• LISTED ENTRIES:
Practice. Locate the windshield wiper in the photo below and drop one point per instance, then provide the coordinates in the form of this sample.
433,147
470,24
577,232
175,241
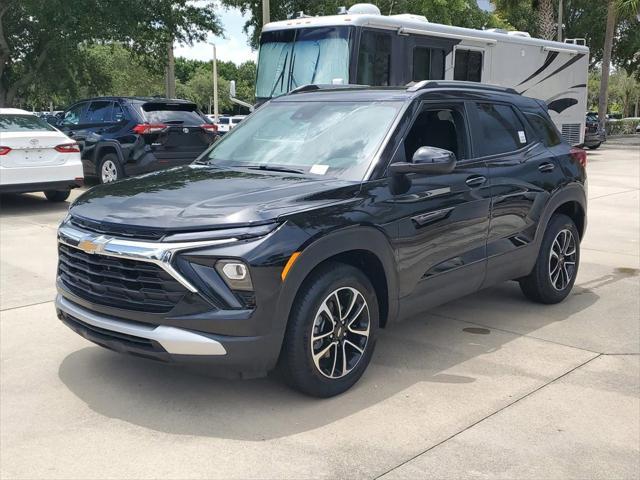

• WHAT NEEDS TO BE DONE:
All of the entries need to be retyped word for word, pictures excluded.

• RESULT:
Practice. Locate the windshield wiper in the photo below and drop one point per instance, then provide the coordinates in the form of this sample.
433,147
470,24
577,232
175,241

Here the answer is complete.